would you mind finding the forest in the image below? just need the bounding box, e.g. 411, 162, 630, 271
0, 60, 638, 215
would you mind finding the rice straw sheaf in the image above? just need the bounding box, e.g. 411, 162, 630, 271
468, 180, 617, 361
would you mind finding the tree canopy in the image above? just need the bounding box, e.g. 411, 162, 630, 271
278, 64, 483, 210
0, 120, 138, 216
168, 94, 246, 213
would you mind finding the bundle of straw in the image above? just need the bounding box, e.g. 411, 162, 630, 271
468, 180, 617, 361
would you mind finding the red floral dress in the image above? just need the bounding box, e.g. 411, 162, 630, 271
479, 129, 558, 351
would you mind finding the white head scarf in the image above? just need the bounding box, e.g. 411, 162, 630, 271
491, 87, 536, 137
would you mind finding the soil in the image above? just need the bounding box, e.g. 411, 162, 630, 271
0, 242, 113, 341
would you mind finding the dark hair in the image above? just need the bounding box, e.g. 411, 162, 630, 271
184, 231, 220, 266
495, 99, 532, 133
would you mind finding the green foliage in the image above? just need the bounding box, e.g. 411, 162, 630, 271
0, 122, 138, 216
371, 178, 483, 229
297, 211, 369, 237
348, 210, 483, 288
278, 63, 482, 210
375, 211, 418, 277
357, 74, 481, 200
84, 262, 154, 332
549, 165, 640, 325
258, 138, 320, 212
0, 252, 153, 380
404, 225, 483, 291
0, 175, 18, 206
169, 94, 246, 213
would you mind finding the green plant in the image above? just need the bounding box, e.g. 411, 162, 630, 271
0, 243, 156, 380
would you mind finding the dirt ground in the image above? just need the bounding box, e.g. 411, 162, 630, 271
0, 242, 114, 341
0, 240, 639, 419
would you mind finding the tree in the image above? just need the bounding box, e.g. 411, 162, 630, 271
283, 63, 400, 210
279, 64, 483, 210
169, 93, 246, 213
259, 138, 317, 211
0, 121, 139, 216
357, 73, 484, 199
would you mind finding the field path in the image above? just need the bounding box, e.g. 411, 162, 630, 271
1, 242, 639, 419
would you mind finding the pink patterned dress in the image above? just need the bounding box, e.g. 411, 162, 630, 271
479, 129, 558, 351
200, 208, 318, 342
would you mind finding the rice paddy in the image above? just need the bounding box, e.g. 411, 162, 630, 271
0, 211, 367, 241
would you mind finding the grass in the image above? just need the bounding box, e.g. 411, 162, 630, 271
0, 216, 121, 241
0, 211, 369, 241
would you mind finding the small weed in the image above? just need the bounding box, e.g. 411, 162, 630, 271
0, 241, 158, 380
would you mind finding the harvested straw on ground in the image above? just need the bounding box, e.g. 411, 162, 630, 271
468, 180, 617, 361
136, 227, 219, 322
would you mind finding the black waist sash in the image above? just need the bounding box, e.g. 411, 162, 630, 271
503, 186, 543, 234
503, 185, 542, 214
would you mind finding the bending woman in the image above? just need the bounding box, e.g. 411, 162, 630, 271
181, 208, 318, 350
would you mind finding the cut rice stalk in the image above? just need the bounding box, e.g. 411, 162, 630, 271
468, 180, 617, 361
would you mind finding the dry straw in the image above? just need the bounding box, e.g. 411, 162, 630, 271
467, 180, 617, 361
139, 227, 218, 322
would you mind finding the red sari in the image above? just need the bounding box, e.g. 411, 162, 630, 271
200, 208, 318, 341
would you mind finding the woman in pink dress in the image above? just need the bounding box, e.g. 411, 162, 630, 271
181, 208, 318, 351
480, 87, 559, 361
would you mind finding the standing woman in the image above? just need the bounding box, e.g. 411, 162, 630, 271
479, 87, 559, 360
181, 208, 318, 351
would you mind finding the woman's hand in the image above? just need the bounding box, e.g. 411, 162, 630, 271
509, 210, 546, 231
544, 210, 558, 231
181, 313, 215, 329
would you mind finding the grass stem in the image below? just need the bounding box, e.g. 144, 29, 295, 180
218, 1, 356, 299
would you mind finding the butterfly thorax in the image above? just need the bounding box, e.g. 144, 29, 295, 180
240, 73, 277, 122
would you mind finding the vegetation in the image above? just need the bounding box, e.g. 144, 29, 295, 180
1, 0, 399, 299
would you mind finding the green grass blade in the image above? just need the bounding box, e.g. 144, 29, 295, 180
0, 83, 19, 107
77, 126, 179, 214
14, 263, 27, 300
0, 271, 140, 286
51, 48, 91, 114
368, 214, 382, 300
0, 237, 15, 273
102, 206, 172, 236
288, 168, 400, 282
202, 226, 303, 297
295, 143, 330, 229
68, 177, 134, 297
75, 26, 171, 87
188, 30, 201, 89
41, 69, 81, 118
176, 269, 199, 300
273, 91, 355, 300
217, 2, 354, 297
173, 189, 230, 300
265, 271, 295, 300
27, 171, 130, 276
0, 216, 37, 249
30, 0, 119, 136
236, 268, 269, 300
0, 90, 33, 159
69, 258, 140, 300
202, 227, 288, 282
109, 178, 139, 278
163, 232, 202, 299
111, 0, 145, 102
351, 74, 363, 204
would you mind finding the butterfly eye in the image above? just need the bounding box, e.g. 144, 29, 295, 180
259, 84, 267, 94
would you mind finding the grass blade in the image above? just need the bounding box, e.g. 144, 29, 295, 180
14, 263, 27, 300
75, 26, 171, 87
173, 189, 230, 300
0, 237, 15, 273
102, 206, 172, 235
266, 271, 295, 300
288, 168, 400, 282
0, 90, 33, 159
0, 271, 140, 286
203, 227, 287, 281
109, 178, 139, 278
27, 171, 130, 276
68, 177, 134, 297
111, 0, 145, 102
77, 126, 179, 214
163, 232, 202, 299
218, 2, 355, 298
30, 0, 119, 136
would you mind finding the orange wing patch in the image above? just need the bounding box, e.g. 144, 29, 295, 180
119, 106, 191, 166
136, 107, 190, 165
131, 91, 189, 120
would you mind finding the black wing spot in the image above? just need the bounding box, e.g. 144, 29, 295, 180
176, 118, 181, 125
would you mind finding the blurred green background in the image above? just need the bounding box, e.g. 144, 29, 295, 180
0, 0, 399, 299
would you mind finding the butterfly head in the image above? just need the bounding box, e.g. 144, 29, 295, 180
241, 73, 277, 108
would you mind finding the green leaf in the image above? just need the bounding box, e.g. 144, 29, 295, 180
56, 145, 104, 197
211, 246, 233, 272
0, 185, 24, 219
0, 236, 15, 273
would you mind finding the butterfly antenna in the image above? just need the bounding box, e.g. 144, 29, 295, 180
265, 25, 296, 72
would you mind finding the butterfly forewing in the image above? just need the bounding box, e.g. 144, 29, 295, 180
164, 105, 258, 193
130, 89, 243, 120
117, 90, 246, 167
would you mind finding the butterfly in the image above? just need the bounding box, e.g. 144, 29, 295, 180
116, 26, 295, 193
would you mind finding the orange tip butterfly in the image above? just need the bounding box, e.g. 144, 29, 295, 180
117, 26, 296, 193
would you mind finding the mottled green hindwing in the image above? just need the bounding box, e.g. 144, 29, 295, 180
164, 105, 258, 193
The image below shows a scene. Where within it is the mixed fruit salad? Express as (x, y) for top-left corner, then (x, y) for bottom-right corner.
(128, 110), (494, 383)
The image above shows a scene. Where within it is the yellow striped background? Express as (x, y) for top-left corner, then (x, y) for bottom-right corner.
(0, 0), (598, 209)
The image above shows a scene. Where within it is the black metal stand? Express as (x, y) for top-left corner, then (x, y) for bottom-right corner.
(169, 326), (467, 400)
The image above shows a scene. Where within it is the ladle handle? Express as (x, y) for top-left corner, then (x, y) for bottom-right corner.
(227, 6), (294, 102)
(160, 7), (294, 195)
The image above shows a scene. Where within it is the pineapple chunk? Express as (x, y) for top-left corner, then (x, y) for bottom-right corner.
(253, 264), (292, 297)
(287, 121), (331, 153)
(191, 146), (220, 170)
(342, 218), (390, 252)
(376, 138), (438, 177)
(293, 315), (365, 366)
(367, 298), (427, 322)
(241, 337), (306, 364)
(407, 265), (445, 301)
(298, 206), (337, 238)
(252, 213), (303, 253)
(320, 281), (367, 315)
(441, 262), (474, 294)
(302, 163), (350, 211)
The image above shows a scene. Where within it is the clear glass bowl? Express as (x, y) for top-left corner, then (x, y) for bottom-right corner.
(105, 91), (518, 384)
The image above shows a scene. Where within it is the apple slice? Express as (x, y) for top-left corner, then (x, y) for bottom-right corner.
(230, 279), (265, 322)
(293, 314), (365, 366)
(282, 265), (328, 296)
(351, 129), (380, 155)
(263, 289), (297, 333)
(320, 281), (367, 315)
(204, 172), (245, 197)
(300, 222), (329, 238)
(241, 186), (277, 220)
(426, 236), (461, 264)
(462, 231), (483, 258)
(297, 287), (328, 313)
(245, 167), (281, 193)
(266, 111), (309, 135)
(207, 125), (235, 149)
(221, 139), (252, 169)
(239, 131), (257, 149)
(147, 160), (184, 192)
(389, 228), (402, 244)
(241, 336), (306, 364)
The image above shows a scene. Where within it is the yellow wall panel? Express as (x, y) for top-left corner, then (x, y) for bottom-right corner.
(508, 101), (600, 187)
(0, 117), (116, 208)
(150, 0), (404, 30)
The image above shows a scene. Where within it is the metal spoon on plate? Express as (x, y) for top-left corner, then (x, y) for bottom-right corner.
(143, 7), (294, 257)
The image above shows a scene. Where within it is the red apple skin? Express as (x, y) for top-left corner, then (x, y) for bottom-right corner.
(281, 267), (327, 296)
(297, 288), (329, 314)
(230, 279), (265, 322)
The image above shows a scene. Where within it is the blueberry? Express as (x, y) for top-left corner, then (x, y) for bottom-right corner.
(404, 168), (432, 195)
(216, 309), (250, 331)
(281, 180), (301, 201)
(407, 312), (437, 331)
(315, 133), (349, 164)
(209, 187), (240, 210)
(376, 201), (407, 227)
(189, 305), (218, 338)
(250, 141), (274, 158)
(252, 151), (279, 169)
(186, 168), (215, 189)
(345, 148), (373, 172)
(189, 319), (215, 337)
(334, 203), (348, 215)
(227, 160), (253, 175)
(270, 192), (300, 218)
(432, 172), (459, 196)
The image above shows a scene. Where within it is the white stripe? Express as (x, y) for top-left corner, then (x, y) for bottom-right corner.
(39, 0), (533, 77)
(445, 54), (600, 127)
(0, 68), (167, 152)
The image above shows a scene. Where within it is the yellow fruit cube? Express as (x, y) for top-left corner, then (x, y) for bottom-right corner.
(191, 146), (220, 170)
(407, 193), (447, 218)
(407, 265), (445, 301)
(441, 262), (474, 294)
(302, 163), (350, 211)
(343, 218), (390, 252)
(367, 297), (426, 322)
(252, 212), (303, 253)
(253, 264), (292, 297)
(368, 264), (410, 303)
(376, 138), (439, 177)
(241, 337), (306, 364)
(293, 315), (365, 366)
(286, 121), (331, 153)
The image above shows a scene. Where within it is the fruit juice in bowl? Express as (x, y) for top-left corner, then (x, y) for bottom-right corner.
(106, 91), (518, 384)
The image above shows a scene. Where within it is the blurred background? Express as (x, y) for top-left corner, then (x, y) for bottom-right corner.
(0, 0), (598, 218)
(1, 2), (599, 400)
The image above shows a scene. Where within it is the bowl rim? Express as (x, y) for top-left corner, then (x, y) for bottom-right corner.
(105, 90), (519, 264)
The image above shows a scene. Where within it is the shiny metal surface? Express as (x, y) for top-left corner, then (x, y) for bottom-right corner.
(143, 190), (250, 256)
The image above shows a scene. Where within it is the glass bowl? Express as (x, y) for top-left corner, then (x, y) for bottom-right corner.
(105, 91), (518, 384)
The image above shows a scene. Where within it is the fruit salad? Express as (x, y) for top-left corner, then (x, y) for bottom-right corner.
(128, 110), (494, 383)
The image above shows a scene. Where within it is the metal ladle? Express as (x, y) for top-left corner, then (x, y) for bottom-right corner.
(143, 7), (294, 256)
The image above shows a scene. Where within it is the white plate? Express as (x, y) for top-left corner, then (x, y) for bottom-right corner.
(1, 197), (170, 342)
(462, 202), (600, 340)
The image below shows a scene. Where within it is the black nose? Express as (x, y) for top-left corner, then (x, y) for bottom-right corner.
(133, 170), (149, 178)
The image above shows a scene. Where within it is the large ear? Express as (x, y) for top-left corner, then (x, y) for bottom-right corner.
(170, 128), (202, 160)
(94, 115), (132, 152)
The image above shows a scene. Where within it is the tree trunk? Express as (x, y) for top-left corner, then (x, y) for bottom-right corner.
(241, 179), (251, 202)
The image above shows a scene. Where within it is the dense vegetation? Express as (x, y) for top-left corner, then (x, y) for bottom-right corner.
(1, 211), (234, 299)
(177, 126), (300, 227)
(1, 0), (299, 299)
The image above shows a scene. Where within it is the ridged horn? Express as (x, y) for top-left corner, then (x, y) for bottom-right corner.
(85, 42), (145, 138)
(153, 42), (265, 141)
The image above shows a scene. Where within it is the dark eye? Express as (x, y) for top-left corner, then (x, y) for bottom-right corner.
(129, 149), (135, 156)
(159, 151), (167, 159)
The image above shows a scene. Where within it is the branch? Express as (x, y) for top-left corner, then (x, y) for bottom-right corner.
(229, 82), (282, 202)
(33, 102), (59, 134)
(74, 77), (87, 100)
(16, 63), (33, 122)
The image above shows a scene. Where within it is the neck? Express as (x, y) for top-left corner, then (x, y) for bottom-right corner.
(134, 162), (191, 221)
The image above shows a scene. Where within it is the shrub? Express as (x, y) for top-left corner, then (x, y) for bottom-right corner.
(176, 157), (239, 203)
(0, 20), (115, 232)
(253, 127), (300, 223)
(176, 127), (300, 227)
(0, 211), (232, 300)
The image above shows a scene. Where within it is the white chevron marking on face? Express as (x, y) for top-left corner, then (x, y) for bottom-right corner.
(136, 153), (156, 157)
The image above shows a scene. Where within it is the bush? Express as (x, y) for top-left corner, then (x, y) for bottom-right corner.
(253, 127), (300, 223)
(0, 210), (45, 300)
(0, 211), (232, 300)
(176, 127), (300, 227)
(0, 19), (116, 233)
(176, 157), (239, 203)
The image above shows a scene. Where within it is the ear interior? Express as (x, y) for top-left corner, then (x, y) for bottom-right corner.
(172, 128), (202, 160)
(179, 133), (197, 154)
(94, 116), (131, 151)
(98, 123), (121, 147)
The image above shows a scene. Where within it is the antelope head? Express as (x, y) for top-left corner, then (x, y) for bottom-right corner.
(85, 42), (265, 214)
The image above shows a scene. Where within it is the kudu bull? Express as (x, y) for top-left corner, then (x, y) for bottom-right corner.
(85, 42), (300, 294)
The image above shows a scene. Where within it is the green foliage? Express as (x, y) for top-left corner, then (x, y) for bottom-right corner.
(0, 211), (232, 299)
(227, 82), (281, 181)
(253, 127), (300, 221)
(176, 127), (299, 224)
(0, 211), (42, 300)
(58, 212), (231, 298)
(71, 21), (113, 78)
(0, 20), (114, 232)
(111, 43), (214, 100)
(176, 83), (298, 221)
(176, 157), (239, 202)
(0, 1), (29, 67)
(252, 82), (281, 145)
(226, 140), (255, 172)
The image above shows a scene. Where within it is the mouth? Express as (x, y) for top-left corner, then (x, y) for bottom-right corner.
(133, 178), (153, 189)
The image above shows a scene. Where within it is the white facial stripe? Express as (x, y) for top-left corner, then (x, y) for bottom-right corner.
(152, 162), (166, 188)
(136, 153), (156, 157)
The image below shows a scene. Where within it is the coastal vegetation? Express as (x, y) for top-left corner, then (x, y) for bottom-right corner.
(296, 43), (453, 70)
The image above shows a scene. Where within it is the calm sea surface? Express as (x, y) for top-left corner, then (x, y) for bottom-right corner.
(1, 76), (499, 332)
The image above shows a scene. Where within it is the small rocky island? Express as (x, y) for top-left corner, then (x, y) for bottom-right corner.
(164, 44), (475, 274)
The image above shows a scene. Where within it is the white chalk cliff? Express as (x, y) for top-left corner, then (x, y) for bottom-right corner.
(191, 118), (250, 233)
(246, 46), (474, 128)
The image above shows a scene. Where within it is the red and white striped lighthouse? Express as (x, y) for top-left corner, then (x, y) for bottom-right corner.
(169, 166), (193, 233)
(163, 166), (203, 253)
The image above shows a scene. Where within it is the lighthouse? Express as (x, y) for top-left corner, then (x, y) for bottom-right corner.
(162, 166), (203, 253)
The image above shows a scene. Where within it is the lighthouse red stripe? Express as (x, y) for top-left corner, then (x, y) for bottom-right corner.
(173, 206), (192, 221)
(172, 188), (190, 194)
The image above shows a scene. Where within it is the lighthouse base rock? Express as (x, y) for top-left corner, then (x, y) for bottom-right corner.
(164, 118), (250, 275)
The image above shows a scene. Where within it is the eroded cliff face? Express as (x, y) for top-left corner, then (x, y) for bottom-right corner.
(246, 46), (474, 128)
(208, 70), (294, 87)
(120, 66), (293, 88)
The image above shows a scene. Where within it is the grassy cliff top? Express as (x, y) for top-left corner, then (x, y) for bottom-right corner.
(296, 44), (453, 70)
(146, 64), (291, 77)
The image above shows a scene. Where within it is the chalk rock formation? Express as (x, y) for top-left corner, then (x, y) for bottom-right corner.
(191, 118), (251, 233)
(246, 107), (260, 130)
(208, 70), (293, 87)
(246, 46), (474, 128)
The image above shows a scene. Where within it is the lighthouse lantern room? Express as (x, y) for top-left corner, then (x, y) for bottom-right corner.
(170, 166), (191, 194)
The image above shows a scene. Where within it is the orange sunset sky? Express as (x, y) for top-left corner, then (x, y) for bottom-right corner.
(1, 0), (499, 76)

__EXERCISE__:
Copy, with no alteration, the line that contains "the lighthouse red" and each remaining line of the listing above.

__SOLUTION TO THIS PROBLEM__:
The image above shows a scene. Where within it is the lighthouse red stripe? Express as (x, y) for top-left corner, then (x, y) for bottom-right corner.
(173, 206), (192, 221)
(172, 188), (190, 194)
The image above shows a scene. Where within it is the lighthouse base rock? Express as (x, y) for top-left corner, then (x, y) for bottom-right corner.
(164, 118), (250, 275)
The image above shows a scene. Where within it is the eroded cliff face? Express as (x, y) for top-left corner, then (x, y) for bottom-right corner.
(246, 46), (474, 128)
(208, 70), (294, 87)
(120, 66), (293, 88)
The image above shows a scene. Where within it is the grassy cliff top? Express as (x, y) for top-left corner, then (x, y) for bottom-right corner.
(296, 44), (453, 70)
(146, 64), (291, 77)
The image above shows a scene. Where within it is the chalk rock formation? Express as (x, y) for top-left corner, then (x, y) for bottom-right corner.
(191, 118), (251, 233)
(246, 107), (260, 130)
(208, 70), (293, 87)
(246, 46), (474, 128)
The image above shows a scene. Where within it is the lighthouse lantern room? Express as (x, y) for top-left corner, then (x, y) for bottom-right corner.
(170, 166), (191, 194)
The image above shows a scene. Where within it is the orange sunset sky? Express as (x, y) for top-left corner, then (x, y) for bottom-right corner.
(1, 0), (499, 76)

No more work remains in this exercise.